**What you need to do:**
The copy you give must match the records exactly, except that it holds no images.

Stored entries

= Beginning of Section =

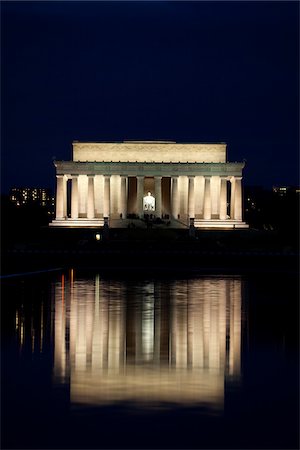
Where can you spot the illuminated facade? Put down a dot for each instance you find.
(149, 344)
(189, 183)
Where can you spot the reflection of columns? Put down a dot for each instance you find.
(232, 197)
(158, 196)
(123, 194)
(238, 199)
(106, 202)
(74, 198)
(223, 199)
(235, 328)
(91, 198)
(207, 199)
(140, 195)
(61, 196)
(175, 197)
(191, 197)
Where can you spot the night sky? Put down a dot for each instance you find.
(189, 72)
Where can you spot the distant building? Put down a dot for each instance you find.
(32, 196)
(284, 190)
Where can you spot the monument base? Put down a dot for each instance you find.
(220, 224)
(77, 223)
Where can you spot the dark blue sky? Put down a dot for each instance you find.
(190, 72)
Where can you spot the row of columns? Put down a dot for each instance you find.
(235, 201)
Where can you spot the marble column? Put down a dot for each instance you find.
(191, 198)
(238, 199)
(139, 196)
(207, 199)
(157, 196)
(74, 197)
(106, 199)
(91, 198)
(223, 199)
(61, 196)
(232, 197)
(175, 198)
(123, 196)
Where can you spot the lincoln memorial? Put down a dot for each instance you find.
(186, 183)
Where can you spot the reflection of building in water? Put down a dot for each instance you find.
(148, 342)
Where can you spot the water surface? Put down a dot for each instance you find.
(205, 362)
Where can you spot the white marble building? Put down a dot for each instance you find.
(186, 181)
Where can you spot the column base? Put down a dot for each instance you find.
(220, 224)
(77, 223)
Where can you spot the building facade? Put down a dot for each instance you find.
(187, 183)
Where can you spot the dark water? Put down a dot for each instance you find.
(207, 362)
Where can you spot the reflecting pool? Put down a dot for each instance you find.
(93, 362)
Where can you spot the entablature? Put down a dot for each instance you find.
(132, 169)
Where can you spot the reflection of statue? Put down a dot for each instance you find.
(149, 202)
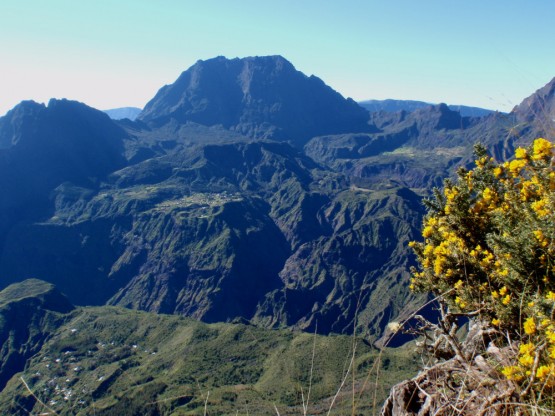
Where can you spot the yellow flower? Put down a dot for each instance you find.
(526, 349)
(529, 326)
(520, 153)
(543, 372)
(515, 166)
(512, 373)
(542, 149)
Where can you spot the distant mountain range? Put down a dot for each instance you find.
(410, 106)
(245, 190)
(124, 112)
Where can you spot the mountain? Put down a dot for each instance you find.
(42, 147)
(260, 97)
(113, 361)
(130, 113)
(29, 312)
(390, 105)
(188, 211)
(539, 108)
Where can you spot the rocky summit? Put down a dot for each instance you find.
(244, 192)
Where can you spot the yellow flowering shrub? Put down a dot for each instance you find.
(489, 248)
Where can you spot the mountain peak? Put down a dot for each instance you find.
(539, 106)
(259, 97)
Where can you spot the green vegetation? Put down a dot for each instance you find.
(489, 252)
(108, 360)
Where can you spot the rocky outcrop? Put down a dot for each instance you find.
(260, 97)
(468, 383)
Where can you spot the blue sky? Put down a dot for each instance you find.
(119, 53)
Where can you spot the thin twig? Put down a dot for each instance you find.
(342, 382)
(206, 403)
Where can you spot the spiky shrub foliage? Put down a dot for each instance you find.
(489, 249)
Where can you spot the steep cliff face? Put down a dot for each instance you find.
(29, 313)
(41, 147)
(200, 208)
(260, 97)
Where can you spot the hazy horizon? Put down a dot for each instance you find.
(118, 54)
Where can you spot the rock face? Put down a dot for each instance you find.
(194, 210)
(41, 147)
(375, 106)
(260, 97)
(469, 380)
(29, 312)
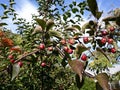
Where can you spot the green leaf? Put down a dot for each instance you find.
(68, 14)
(64, 17)
(11, 3)
(64, 63)
(94, 8)
(77, 26)
(75, 10)
(15, 71)
(55, 34)
(4, 6)
(71, 6)
(77, 66)
(6, 11)
(79, 84)
(103, 80)
(72, 21)
(71, 29)
(74, 3)
(4, 17)
(41, 22)
(49, 24)
(2, 24)
(79, 50)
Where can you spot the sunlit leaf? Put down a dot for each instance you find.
(71, 28)
(77, 66)
(41, 22)
(49, 24)
(79, 50)
(75, 10)
(55, 34)
(79, 84)
(2, 24)
(15, 71)
(103, 80)
(4, 6)
(94, 8)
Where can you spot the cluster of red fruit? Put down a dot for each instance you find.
(64, 42)
(105, 39)
(12, 60)
(42, 47)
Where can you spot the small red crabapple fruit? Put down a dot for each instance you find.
(65, 48)
(50, 48)
(12, 60)
(42, 46)
(20, 63)
(43, 64)
(104, 32)
(10, 57)
(63, 41)
(71, 41)
(111, 28)
(70, 51)
(113, 50)
(103, 40)
(85, 39)
(110, 40)
(84, 57)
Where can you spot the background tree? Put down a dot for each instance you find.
(40, 55)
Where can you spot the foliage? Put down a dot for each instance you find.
(43, 52)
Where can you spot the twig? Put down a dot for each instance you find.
(87, 48)
(23, 56)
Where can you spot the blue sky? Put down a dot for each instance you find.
(27, 7)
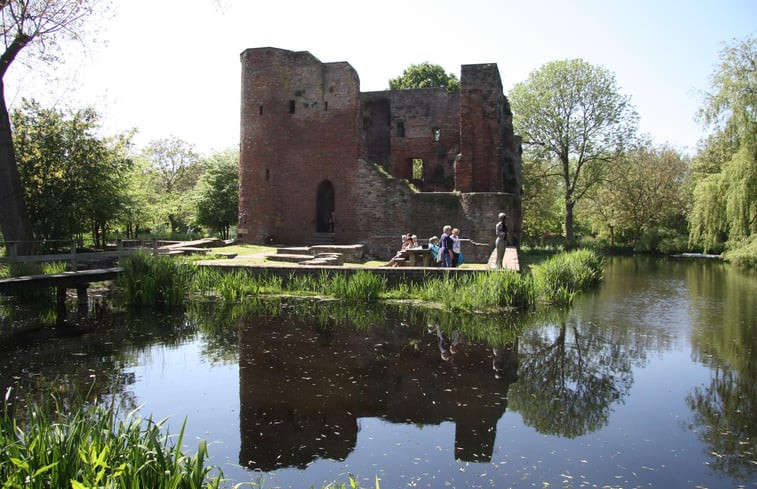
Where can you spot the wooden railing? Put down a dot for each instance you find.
(73, 257)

= End of Section =

**Exercise answer:**
Where can you spot the illuminated facade? Put down a dot for each instance you find.
(149, 344)
(189, 183)
Where can you spot the reflection of columns? Put down a dot for each instance you find.
(232, 197)
(158, 196)
(123, 194)
(238, 199)
(106, 202)
(74, 198)
(223, 199)
(235, 328)
(91, 198)
(207, 199)
(140, 195)
(61, 196)
(175, 197)
(191, 197)
Where can you spot the night sky? Put down a dot for each instance you find.
(189, 72)
Where can you spot the distant building? Put down a dot for each instance you find.
(32, 196)
(284, 190)
Where can you spot the monument base? Put down a dot for each instance you find.
(220, 224)
(77, 223)
Where can you spot the dark blue sky? Put down a dot for each instance you find.
(190, 72)
Where can you spot the row of columns? Put down a dot for each instance you find.
(235, 201)
Where can you spot the marble column? Put down a dot for each instance you find.
(191, 198)
(238, 199)
(139, 196)
(207, 199)
(157, 196)
(74, 197)
(106, 199)
(91, 198)
(223, 199)
(61, 196)
(232, 197)
(175, 198)
(123, 196)
Where can you spot the lincoln memorial? Put down a dot for each instance you find.
(186, 183)
Where can you spot the reflection of building in water? Put down a dot for each instance you find.
(148, 342)
Where can you spot the water surface? Put down a dot for each instance you find.
(205, 362)
Where can you spot the white marble building? Put down a dot for each instance you find.
(186, 181)
Where can you spot the column base? Put down a dot for each instance you find.
(220, 224)
(77, 223)
Where can you spot the building facade? Put down a dot for each instance you find.
(187, 183)
Where can you spot the dark water? Put down a dot for each instance you find.
(207, 362)
Where can you spot the reflecting pool? Put down a dot for each instance you find.
(93, 362)
Where can you spot the entablature? Put down a dot for each instance you find.
(132, 169)
Where can you spot the reflection of statue? Put down a dot for each instance you find.
(149, 202)
Where can you spot the yellow flower? Put down a dot for each instance you find.
(526, 349)
(529, 326)
(520, 153)
(543, 372)
(515, 166)
(512, 373)
(542, 149)
Where can you spot the distant mountain range? Put down a dot for each instance you find.
(410, 106)
(245, 190)
(124, 112)
Where can you spot the mountain? Put down a dot for each instance you find.
(42, 147)
(260, 97)
(113, 361)
(130, 113)
(29, 312)
(390, 105)
(188, 211)
(539, 108)
Where can you spot the rocky summit? Put down a dot for each instance you find.
(244, 192)
Where can you spot the yellow flowering shrub? Put down a dot for each instance you find.
(489, 248)
Where can you spot the mountain peak? Put down a dot for each instance you find.
(539, 106)
(259, 97)
Where can you spot the green vegetation? Put down a dot for each instance you find.
(489, 252)
(108, 360)
Where can you spot the rocky outcrop? Put down a dot for each instance you find.
(260, 97)
(468, 383)
Where can you spot the blue sky? Put down a dot for each instance you find.
(119, 53)
Where can you spot the thin twig? Put down a dot for each instance you find.
(342, 382)
(206, 403)
Where can you spot the spiky shrub foliage? Put down a dot for each instance you find.
(489, 249)
Where can you spot the steep cliff face? Put down a dot for each instance you find.
(29, 313)
(41, 147)
(200, 208)
(260, 97)
Where can you spot the hazy horizon? Put down a dot for each instance you find.
(118, 54)
Where can you spot the rock face? Put down a dot for each instance you find.
(194, 210)
(41, 147)
(375, 106)
(260, 97)
(469, 380)
(29, 312)
Where can you spot the green leaf? Put down a dot for each instance you find.
(68, 14)
(64, 17)
(11, 3)
(64, 63)
(94, 8)
(77, 26)
(75, 10)
(15, 71)
(55, 34)
(4, 6)
(71, 6)
(77, 66)
(6, 11)
(79, 84)
(103, 80)
(72, 21)
(71, 29)
(74, 3)
(4, 17)
(41, 22)
(49, 24)
(2, 24)
(79, 50)
Where can you spot the sunlit leaf? Put down a dot for each instance you find.
(71, 28)
(77, 66)
(41, 22)
(49, 24)
(79, 50)
(75, 10)
(55, 34)
(79, 84)
(2, 24)
(15, 71)
(103, 80)
(4, 6)
(94, 8)
Where can you spot the cluster of red fruit? Put down a dot for each instance you find.
(64, 42)
(105, 39)
(12, 60)
(42, 47)
Where can you spot the small red crabapple fruit? Put down a dot for each instance you find.
(65, 48)
(50, 48)
(12, 60)
(42, 46)
(20, 63)
(43, 64)
(104, 32)
(10, 57)
(63, 41)
(71, 41)
(111, 28)
(70, 51)
(113, 50)
(103, 40)
(85, 39)
(110, 40)
(84, 57)
Where can you spot the background tree? Put down a dot for each instance you find.
(40, 55)
Where can you spot the foliage? Put down a dot for each instance you find.
(43, 52)
Where can you spot the twig? Put down a dot for each instance you find.
(87, 48)
(23, 56)
Where can you spot the blue sky? Put down a dot for each instance you find.
(27, 7)
Where can you spot the wooden railing? Put down a dot for each instance you find.
(73, 257)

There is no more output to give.